• _DATA SUPPLIED_
------------------------------

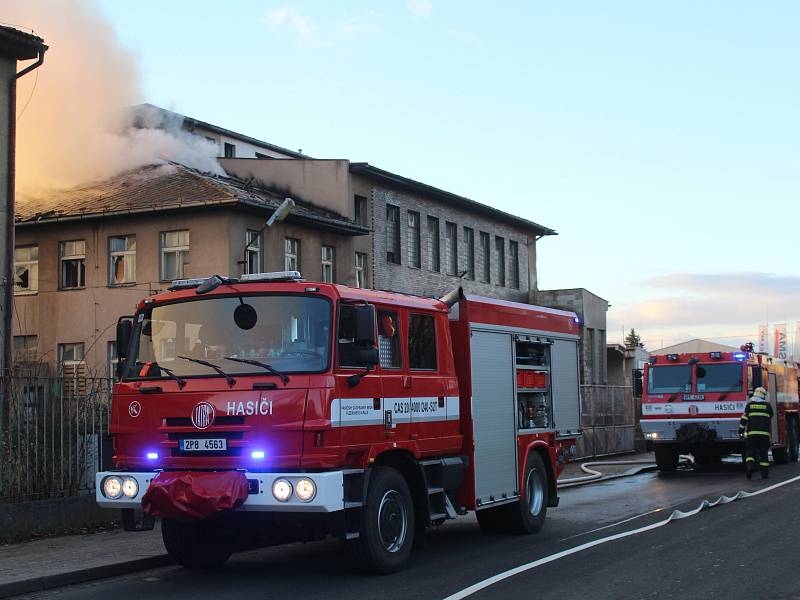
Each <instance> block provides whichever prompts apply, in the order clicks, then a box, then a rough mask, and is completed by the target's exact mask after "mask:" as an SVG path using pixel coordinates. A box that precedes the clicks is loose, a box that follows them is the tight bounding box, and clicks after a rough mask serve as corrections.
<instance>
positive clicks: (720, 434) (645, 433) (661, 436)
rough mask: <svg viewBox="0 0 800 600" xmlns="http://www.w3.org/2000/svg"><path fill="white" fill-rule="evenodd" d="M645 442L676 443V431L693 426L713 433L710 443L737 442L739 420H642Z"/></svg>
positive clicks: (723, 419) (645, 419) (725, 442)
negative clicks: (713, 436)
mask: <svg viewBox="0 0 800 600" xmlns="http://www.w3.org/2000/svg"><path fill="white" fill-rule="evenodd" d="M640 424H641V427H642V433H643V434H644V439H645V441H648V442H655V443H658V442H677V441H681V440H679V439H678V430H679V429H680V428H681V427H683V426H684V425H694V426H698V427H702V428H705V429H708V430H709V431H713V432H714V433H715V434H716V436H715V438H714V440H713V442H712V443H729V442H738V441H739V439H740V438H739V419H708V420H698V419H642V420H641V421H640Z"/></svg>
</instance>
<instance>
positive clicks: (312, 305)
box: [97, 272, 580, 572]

------------------------------

• _ACTIVITY_
Can you write out all the records above again with each "rough mask" replaced by "coarse mask", everything else unchanged and the pictures left out?

• _RESULT BELOW_
Each <instance> block provides whichever prompts apply, in the order clicks, then a box, then a coarse mask, and is completed by the target's exact mask after "mask:" as an SVG path using pixel coordinates. A box that precedes the clicks is loose, a box that follows them is the tight bounding box, and clicks after a coarse mask serve as corrections.
<instance>
positive clicks: (720, 434) (645, 433) (661, 436)
coarse mask: <svg viewBox="0 0 800 600" xmlns="http://www.w3.org/2000/svg"><path fill="white" fill-rule="evenodd" d="M645 442L676 443V431L693 426L713 433L710 443L737 442L739 420H642Z"/></svg>
positive clicks: (723, 419) (645, 419) (725, 442)
negative clicks: (713, 436)
mask: <svg viewBox="0 0 800 600" xmlns="http://www.w3.org/2000/svg"><path fill="white" fill-rule="evenodd" d="M640 424H641V427H642V433H643V434H644V439H645V441H648V442H655V443H658V442H677V441H681V440H679V439H678V430H679V429H680V428H681V427H683V426H684V425H694V426H698V427H702V428H705V429H708V430H709V431H713V432H714V433H715V434H716V436H715V438H714V440H713V442H712V443H729V442H738V441H739V439H740V438H739V419H708V420H698V419H642V420H641V421H640Z"/></svg>
</instance>
<instance>
positive clicks: (312, 305)
box: [97, 272, 580, 572]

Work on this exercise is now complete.